* Exercise objective: Below are some records; output exactly the lines from the line with "Example: <point>33,7</point>" to the line with "Example: <point>64,75</point>", both ends kept, and nothing more.
*** Recorded data ***
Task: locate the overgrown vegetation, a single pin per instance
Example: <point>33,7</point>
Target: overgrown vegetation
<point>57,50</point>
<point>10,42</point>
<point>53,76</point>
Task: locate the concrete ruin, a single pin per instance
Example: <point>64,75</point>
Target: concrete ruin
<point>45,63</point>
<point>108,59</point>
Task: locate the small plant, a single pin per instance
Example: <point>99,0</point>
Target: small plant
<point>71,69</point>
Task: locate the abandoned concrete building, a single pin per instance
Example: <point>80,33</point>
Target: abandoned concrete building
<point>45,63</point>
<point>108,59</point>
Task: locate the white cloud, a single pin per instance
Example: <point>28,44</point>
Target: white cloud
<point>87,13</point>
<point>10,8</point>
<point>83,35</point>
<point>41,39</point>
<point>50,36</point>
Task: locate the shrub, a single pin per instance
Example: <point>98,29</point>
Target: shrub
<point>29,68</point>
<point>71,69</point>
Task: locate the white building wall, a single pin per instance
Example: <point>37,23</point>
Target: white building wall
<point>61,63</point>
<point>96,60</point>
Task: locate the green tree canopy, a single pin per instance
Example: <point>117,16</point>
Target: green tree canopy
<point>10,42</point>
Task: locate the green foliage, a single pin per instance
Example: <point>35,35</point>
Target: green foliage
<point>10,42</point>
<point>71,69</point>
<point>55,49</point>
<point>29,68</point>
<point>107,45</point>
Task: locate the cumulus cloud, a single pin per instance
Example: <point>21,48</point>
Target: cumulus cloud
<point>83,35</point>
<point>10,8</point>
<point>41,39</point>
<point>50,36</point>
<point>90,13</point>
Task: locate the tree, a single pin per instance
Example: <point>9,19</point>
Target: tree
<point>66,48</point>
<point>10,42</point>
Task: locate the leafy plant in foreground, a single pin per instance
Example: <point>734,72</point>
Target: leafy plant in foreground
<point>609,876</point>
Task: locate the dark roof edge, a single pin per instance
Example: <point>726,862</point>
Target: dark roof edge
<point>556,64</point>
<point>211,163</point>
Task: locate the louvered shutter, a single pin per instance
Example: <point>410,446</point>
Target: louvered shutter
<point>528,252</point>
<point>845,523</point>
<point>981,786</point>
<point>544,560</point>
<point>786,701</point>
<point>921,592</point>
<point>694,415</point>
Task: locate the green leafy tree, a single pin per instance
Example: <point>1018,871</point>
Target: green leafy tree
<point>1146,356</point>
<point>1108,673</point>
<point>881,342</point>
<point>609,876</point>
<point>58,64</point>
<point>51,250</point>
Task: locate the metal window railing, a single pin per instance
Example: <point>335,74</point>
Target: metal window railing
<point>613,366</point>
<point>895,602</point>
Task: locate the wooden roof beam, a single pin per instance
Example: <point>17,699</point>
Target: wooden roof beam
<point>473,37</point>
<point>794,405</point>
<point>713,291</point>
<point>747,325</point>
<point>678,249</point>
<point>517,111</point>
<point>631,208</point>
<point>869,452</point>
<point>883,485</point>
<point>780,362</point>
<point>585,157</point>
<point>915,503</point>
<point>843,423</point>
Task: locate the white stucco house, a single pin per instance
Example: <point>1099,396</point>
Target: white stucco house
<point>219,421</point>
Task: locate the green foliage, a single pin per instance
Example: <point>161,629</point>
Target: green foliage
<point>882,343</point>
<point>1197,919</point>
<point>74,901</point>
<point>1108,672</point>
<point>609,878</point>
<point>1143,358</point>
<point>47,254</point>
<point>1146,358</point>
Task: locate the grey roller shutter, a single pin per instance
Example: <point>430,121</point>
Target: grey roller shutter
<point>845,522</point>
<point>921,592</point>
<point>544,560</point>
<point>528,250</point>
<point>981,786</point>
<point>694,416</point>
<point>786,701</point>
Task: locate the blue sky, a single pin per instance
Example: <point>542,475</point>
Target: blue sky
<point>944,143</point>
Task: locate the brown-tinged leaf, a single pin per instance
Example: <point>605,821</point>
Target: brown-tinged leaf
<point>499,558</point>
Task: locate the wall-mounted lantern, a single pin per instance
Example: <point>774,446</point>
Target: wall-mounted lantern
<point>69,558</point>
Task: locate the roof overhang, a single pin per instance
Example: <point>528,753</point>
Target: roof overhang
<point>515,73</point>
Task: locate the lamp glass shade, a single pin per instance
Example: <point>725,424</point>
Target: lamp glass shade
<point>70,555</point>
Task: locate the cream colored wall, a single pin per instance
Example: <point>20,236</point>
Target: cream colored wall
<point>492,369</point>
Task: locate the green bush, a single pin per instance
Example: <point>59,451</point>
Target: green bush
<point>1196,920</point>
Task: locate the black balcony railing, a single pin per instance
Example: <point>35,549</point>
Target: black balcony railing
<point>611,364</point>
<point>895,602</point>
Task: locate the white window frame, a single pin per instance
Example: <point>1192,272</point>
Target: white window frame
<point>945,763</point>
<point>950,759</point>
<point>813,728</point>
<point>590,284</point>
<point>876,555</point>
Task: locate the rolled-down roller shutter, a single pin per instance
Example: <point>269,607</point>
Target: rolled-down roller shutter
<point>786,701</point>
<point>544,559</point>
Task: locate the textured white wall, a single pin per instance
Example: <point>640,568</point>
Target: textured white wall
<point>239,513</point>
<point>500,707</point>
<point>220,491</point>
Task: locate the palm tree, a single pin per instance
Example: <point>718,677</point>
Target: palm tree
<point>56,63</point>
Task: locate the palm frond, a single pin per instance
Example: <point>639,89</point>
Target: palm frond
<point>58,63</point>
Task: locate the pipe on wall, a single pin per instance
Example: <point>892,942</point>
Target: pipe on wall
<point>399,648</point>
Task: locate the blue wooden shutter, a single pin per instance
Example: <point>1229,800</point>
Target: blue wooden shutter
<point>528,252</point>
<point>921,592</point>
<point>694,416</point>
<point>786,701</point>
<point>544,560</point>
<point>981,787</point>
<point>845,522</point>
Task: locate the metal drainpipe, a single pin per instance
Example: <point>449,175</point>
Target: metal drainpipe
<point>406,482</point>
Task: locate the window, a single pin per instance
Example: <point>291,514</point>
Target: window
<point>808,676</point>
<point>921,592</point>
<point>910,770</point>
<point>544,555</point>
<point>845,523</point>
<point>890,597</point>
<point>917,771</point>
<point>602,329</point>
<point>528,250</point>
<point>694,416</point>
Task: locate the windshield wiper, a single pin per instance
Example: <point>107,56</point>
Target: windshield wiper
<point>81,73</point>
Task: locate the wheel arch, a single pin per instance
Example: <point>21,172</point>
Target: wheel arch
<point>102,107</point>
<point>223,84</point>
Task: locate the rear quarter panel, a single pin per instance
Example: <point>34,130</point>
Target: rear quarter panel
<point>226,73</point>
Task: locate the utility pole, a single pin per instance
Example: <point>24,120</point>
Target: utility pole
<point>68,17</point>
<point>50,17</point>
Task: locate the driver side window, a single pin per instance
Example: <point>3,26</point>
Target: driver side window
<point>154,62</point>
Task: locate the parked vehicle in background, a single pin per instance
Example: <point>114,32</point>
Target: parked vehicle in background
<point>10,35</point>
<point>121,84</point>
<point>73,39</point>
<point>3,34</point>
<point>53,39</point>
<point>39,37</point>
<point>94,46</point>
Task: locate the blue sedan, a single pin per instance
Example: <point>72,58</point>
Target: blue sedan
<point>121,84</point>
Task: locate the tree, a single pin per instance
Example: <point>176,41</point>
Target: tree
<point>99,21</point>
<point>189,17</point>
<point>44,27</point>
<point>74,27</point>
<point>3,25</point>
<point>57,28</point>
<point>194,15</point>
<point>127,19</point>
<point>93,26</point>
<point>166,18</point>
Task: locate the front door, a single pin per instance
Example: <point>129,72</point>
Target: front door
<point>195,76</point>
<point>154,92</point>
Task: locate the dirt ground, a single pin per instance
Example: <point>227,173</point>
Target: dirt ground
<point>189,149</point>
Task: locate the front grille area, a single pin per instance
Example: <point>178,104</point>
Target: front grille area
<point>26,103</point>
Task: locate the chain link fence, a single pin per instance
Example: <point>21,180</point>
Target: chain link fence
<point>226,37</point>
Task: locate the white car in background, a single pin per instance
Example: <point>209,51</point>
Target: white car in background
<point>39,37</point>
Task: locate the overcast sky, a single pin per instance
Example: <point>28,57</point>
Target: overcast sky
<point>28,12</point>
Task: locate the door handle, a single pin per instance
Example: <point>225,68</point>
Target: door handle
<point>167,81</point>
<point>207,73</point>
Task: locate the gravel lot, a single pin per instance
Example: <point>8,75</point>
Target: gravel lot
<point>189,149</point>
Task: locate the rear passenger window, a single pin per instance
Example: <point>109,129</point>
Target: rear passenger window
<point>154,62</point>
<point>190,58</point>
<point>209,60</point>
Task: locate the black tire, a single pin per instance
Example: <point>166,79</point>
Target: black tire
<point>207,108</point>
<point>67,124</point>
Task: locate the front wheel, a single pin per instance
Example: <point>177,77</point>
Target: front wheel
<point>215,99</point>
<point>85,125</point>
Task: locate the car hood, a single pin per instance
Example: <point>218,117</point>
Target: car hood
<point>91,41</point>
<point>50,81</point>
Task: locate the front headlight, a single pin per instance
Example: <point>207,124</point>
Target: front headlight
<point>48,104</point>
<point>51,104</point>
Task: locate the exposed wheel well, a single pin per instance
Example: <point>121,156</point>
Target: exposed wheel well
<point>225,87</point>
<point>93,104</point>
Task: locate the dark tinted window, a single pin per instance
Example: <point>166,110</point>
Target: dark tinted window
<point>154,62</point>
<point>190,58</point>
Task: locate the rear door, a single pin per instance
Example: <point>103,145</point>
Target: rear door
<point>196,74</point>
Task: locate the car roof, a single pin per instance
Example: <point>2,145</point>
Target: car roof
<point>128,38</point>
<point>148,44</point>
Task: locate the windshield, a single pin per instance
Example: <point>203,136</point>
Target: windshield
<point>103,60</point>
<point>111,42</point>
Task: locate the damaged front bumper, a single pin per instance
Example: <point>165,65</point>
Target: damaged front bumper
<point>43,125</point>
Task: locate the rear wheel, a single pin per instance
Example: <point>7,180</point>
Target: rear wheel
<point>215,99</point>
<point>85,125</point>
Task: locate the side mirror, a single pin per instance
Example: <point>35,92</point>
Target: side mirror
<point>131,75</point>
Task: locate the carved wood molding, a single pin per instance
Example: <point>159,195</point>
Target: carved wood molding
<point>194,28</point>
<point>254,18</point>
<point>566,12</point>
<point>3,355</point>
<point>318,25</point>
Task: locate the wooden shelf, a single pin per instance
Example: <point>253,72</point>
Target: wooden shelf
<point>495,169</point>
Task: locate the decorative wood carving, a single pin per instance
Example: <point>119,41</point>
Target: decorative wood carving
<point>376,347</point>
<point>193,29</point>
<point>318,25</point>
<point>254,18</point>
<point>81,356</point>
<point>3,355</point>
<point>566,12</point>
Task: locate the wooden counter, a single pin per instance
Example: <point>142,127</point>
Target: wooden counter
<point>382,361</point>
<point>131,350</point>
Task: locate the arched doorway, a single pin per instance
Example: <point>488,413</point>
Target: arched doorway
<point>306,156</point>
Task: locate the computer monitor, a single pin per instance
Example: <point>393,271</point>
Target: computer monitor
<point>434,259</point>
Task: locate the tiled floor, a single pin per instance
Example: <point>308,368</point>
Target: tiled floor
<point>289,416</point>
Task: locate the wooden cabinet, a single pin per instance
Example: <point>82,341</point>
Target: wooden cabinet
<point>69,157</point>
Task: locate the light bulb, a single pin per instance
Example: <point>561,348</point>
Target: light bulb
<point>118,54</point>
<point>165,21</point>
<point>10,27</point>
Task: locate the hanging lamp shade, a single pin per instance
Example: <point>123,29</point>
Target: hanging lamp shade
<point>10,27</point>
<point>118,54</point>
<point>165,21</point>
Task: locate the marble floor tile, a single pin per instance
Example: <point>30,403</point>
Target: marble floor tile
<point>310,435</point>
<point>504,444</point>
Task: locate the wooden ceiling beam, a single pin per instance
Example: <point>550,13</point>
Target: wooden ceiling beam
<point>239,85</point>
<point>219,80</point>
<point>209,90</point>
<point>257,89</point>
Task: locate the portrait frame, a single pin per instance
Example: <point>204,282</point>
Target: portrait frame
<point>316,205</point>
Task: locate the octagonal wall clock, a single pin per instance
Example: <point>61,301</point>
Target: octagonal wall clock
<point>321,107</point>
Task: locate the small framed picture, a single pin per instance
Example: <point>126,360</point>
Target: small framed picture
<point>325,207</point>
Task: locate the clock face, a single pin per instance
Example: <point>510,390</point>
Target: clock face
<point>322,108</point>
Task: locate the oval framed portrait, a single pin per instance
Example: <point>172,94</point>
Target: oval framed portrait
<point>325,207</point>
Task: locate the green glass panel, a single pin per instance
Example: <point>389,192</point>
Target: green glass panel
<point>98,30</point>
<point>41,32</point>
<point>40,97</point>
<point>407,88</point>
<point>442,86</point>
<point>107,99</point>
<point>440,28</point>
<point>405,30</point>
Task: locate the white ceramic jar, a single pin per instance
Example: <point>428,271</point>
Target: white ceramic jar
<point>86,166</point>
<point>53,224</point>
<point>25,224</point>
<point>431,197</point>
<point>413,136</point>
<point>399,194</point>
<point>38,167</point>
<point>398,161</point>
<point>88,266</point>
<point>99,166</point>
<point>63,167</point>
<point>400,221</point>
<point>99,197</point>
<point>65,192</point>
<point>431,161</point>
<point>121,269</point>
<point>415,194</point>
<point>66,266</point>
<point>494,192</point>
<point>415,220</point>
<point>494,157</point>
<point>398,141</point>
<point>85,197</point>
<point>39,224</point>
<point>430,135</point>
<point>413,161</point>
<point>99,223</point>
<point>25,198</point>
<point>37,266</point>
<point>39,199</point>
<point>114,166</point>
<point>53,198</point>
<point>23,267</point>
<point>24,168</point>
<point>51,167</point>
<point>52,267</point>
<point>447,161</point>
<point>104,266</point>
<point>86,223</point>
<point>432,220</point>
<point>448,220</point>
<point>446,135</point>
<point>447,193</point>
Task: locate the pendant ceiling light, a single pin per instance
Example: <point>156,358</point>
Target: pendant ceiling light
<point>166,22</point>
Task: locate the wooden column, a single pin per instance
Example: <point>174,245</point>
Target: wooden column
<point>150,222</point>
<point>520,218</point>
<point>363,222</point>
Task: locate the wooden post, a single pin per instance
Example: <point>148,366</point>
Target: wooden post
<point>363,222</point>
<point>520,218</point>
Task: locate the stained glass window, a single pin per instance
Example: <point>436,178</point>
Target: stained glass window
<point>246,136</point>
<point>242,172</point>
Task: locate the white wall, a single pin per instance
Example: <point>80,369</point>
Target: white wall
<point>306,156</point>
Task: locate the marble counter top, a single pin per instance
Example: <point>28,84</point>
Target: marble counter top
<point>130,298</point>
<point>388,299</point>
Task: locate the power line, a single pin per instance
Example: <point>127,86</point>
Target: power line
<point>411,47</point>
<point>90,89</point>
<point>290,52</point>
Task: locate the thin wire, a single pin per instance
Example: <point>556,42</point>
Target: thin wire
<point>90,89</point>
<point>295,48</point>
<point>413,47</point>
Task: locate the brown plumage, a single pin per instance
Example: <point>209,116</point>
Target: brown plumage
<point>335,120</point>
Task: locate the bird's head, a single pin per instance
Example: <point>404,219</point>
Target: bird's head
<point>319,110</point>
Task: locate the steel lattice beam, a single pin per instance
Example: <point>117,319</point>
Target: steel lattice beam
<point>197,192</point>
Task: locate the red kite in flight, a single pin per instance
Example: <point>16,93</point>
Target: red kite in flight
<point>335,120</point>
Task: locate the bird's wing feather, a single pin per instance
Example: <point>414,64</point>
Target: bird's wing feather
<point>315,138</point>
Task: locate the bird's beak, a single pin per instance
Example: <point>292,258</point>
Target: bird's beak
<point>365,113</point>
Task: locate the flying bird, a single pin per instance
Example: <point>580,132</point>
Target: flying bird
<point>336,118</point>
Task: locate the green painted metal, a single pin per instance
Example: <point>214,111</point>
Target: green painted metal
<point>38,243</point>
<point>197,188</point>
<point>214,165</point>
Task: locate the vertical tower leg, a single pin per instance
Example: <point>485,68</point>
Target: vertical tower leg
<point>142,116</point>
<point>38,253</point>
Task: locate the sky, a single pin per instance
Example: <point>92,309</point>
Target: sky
***
* Task response:
Example: <point>33,7</point>
Target: overgrown vegetation
<point>57,50</point>
<point>10,42</point>
<point>53,76</point>
Task: locate the concrete ruin, a single pin per instance
Example: <point>64,75</point>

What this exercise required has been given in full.